**Directions for this task**
In the records below, the line with "glass syrup pitcher" opens the range and the line with "of whipped cream" closes it; print that range exactly and nothing else.

━━━━

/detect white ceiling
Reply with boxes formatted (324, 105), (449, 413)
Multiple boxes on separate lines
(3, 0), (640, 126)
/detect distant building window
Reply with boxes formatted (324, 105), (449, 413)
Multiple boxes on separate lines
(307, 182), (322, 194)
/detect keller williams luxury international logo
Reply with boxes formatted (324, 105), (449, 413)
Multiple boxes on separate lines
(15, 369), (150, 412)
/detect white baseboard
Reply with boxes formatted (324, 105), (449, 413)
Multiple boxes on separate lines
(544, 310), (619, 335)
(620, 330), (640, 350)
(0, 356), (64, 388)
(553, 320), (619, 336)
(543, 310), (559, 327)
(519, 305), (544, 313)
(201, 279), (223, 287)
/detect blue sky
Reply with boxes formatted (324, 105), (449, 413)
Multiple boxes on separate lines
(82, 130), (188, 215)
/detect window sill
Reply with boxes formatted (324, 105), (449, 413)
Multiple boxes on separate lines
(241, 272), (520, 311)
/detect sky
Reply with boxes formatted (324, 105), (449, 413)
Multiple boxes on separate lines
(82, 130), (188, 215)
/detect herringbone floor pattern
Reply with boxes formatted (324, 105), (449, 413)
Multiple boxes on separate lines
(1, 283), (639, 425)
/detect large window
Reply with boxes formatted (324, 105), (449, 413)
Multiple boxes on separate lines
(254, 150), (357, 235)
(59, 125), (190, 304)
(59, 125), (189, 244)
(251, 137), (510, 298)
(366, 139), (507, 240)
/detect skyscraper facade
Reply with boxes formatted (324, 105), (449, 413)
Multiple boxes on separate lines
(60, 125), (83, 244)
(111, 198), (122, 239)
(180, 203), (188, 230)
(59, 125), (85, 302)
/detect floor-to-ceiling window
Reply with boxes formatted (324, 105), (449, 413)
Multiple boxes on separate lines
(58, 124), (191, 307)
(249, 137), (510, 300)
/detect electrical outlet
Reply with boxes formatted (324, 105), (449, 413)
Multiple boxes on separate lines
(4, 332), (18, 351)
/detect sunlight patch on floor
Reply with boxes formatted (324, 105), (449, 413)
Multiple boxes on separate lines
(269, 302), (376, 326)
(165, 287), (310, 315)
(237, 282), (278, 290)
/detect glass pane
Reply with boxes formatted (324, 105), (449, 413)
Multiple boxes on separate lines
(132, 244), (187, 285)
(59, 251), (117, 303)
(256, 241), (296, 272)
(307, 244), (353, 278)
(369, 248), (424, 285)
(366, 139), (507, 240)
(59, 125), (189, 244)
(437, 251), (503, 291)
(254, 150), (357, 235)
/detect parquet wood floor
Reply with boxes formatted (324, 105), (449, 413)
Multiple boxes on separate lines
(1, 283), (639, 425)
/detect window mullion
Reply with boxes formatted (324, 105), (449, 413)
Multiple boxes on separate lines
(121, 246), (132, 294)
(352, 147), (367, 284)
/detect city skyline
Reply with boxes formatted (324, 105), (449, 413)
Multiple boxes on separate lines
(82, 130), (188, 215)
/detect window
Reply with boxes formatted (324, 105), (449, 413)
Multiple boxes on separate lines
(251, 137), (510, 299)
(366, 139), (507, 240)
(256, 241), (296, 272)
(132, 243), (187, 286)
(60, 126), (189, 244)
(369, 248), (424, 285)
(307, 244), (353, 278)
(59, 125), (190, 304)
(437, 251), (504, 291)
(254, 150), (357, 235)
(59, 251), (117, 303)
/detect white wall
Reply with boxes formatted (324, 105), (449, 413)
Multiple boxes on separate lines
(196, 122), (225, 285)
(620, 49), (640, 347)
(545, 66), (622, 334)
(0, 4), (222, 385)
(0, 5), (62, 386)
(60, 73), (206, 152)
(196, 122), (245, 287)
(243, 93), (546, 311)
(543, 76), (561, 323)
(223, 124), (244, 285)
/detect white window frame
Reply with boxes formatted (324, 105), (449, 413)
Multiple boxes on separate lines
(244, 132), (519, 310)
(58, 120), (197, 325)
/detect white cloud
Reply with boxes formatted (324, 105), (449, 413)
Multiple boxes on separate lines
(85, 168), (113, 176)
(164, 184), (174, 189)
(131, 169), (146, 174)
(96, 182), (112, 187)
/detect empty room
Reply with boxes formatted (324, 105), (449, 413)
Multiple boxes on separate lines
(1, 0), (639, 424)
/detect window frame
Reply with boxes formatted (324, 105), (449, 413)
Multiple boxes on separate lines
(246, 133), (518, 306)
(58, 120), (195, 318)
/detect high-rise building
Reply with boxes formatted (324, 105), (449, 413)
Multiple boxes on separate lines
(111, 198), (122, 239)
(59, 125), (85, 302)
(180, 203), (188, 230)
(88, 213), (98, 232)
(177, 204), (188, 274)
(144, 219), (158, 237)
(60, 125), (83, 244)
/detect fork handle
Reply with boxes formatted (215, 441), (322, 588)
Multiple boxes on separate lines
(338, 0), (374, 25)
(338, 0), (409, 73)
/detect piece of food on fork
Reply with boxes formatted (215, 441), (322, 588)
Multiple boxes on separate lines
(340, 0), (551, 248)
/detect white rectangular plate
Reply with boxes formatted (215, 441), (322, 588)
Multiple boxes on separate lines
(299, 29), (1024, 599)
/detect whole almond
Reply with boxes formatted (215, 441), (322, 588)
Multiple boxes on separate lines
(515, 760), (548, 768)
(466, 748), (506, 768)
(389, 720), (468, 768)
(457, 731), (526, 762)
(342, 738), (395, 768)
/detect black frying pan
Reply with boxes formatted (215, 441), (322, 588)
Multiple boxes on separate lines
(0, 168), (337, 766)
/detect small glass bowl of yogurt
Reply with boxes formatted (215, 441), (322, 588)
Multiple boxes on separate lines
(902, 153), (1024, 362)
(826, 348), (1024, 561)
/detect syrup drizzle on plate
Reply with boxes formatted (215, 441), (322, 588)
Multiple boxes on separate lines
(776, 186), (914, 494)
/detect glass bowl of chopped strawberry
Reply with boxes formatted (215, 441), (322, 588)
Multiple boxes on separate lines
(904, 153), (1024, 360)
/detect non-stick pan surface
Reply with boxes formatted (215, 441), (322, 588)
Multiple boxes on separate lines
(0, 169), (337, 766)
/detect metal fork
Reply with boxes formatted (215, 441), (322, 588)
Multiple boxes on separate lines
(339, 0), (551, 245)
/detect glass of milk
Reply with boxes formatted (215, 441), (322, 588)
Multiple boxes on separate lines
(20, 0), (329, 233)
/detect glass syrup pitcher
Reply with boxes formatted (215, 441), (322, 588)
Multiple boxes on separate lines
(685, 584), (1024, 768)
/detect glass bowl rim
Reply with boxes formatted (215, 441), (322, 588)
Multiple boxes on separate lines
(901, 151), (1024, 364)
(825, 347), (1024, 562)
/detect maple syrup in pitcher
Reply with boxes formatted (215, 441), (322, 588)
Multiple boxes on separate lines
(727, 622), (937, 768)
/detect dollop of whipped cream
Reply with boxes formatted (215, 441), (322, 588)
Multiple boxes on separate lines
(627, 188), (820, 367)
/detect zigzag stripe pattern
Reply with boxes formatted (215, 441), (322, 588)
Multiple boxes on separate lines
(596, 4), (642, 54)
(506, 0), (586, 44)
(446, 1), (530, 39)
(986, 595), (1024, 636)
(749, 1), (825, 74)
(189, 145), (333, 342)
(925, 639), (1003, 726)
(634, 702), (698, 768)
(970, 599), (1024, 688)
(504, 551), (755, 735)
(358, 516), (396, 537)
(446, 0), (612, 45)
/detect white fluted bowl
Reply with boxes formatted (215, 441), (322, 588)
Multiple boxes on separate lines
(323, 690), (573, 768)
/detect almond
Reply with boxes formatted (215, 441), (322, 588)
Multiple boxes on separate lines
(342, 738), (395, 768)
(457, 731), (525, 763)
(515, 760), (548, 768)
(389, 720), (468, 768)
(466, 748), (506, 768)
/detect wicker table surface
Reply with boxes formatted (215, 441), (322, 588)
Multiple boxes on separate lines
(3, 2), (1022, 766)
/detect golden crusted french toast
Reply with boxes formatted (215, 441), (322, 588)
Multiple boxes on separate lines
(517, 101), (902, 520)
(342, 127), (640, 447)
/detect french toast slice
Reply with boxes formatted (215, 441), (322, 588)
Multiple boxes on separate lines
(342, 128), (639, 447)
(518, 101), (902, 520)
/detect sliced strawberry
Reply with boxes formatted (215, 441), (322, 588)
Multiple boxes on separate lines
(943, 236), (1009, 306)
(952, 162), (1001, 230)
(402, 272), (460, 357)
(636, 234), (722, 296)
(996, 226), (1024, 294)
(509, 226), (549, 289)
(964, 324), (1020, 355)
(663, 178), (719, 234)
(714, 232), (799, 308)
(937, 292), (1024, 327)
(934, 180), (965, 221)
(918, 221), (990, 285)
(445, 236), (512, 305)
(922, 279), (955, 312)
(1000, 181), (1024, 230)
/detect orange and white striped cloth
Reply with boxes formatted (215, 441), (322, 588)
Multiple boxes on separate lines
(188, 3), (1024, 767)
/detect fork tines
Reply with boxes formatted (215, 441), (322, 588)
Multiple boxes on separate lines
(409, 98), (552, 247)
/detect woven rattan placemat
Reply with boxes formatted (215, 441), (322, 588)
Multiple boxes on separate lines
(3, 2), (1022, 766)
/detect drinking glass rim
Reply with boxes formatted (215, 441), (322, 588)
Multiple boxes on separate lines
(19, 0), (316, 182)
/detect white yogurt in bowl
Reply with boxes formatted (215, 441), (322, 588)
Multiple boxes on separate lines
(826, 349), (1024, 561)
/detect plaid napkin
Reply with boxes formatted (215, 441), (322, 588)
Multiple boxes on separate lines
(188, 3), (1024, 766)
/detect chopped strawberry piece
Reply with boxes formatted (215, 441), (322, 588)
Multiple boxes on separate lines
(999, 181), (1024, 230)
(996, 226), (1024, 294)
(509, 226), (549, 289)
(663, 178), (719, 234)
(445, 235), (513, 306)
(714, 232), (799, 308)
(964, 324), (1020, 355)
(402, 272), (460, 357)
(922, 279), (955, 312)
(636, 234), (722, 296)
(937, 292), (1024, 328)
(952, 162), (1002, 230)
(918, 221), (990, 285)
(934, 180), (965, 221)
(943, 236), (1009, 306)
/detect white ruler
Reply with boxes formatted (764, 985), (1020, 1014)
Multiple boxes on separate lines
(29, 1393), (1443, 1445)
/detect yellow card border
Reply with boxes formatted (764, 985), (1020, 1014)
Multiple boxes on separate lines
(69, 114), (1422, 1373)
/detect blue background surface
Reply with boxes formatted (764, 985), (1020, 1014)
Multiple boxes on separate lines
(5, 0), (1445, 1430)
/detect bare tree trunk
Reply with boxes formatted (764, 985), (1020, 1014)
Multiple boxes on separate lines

━━━━

**Solved problem**
/detect glass syrup pitcher
Reply with boxes formatted (215, 441), (322, 588)
Multiple boxes on separate lines
(685, 584), (1024, 768)
/detect glass bowl rim
Reply with boxes formatted (215, 441), (322, 588)
Multiple boxes on separate lines
(901, 151), (1024, 364)
(825, 347), (1024, 562)
/detect maple syrup in pitcher
Reply with boxes formatted (215, 441), (322, 588)
Multiple boxes on separate lines
(727, 622), (937, 768)
/detect dollop of whipped cream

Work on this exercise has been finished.